Task to complete
Retype each record below word for word. Leave the pictures out.

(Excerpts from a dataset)
□ □ □ □ □ □ □
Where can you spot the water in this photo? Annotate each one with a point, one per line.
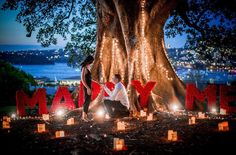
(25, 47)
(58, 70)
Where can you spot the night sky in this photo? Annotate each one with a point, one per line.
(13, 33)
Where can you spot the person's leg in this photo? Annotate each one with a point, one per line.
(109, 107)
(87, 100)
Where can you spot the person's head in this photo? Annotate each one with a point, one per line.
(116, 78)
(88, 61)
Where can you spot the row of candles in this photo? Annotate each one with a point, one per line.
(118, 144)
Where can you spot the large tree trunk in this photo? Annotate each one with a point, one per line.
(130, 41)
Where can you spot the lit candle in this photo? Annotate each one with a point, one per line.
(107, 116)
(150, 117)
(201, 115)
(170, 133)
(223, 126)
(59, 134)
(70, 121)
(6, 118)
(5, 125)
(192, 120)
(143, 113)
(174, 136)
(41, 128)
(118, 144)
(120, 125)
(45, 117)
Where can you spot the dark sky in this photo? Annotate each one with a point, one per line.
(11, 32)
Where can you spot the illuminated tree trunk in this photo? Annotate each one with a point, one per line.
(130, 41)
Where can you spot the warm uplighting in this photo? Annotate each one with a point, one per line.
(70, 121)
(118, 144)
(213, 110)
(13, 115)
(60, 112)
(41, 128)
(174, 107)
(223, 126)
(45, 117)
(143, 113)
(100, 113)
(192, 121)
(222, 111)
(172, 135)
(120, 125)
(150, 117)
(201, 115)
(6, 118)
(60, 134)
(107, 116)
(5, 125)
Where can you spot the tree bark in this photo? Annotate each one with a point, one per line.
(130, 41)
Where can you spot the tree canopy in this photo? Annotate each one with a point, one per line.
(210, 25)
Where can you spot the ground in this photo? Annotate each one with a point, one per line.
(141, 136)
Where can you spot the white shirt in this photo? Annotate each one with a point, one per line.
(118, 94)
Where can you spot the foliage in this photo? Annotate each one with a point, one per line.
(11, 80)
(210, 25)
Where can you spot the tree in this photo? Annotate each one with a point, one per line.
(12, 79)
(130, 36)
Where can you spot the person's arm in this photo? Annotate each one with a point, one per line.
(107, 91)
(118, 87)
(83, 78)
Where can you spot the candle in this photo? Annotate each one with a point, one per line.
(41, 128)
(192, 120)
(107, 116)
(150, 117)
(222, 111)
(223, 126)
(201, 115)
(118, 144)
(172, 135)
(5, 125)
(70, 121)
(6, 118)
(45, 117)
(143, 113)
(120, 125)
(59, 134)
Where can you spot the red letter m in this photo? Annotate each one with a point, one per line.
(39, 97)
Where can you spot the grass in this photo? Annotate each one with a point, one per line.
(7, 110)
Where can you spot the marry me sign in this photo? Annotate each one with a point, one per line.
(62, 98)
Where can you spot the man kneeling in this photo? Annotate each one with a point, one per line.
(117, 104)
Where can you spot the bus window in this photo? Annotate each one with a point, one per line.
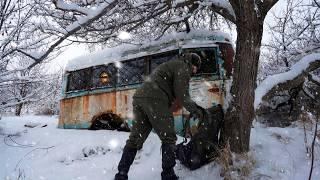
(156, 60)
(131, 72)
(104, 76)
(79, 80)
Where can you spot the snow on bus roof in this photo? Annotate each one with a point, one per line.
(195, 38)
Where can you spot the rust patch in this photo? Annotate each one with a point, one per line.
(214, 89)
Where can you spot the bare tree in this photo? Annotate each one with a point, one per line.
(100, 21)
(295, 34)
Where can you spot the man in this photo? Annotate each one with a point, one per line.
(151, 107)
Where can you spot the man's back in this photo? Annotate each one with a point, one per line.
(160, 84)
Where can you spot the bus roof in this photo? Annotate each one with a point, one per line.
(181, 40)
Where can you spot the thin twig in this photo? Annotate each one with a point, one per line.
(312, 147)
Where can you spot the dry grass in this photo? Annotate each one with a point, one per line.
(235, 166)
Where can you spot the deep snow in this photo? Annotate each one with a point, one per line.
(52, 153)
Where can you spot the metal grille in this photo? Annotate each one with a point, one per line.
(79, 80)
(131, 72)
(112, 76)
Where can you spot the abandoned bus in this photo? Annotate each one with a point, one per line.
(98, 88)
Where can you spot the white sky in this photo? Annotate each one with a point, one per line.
□ □ □ □ □ □ □
Answer to the exercise
Where can you spot the water in this photo? Annotate each one with a point, one per line.
(25, 47)
(58, 70)
Where can you spot the night sky in this photo? Annotate each one with a point, one per line.
(13, 33)
Where can you spot the person's leg in this photo? Annotate each one with a point, one per line.
(109, 107)
(87, 100)
Where can you spot the person's head in this photo? Annotate each one with a point, one per line.
(116, 78)
(88, 61)
Where can you spot the row of candles in this photo? Annotate each one with a point, one per line.
(118, 144)
Where can you spot the large tree trunk in this photo? Annotate each one with a point, one per line.
(130, 41)
Where can you spot the lit candle in this photo? Annotate each one with a point, one per line.
(107, 116)
(150, 117)
(201, 115)
(170, 133)
(223, 126)
(59, 134)
(70, 121)
(6, 118)
(5, 125)
(192, 120)
(143, 113)
(174, 136)
(41, 128)
(118, 144)
(120, 125)
(45, 117)
Where can you spot the dark sky in this photo? Annotate each one with a point, one per line.
(11, 32)
Where can you spot the illuminated tree trunk in this photo? Annotate each one with a point, one per line.
(130, 41)
Where can you spot the warm uplighting in this photo? Annotate each one with a point, one per line.
(70, 121)
(118, 144)
(213, 110)
(13, 115)
(60, 112)
(41, 128)
(174, 107)
(223, 126)
(45, 117)
(143, 113)
(100, 113)
(192, 121)
(222, 111)
(172, 135)
(120, 125)
(150, 117)
(201, 115)
(6, 118)
(60, 134)
(107, 116)
(5, 125)
Where can you spot the tree bark in this photo? Annotate each one with a point, one per line.
(130, 41)
Where can you spot the tree canopy in this photo? Annotate each one with a point, one per line.
(210, 25)
Where can you spot the ground in this photo? Annotate each one with a point, one per line.
(141, 136)
Where can you spot the white shirt in this photo? Annotate each one with a point, one per line.
(118, 94)
Where can you spot the foliage in this photo? Annotate each one with a point, one per line.
(11, 80)
(210, 25)
Where can you spot the tree in this photo? Annotate each one with a point, one per line.
(12, 79)
(130, 36)
Where can you spot the person's arm in this photo? Annotate each one with a point, one per line.
(107, 91)
(118, 87)
(83, 78)
Where can you spot the candle in this photo? Annotate each one with a point, one per line.
(41, 128)
(192, 120)
(107, 116)
(150, 117)
(222, 111)
(223, 126)
(201, 115)
(118, 144)
(172, 135)
(5, 125)
(70, 121)
(6, 118)
(45, 117)
(143, 113)
(120, 125)
(59, 134)
Where can you spot the red letter m in this photo? Annotate each one with a point, one per line.
(39, 97)
Where can you spot the grass in this photo? Annotate each one with a point, one per line.
(7, 110)
Where can you spot the marry me sign in this photo? Annotate each one with a point, one per line.
(62, 98)
Where can you spot the man kneeling in this photo? Annotate each one with a point, one per line.
(117, 104)
Where can you spot the bus window in this photo? Annotate each one with a point, one per line.
(156, 60)
(131, 72)
(104, 76)
(79, 80)
Where can you spot the snow on bus roof in this photo? Annotate each one with a point, one per line.
(195, 38)
Where can you spot the rust patch in this photo? Annotate each one with a point, one per line.
(214, 89)
Where can you spot the bare tree in this photo? Annotate each one with a point, one per line.
(100, 21)
(295, 34)
Where can you spot the man in this photo? Annotate each one with a point, one per line.
(151, 107)
Where can you spot the man's back in this photo? Annotate each one with a point, one per line.
(160, 84)
Where can you spot the bus roof in this photo? Annotate each one with a point, one per line.
(181, 40)
Where can you spot the thin twig in this photo? Annotate each one with a point, one per line.
(312, 147)
Where can you spot the dry grass in this photo? Annotate each one with a point, one per line.
(235, 166)
Where can you spot the deep snow in this photo? Annotate each one with a point, one per line.
(52, 153)
Where can you spot the metal grille in this photo? Annotate each one with a point, one per line.
(79, 80)
(131, 72)
(112, 76)
Where can you spot the abandoned bus in this photo? Annotate each one with a point, one per line.
(98, 88)
Where can you spot the white sky in this photo? Annotate each one with a point, one per line.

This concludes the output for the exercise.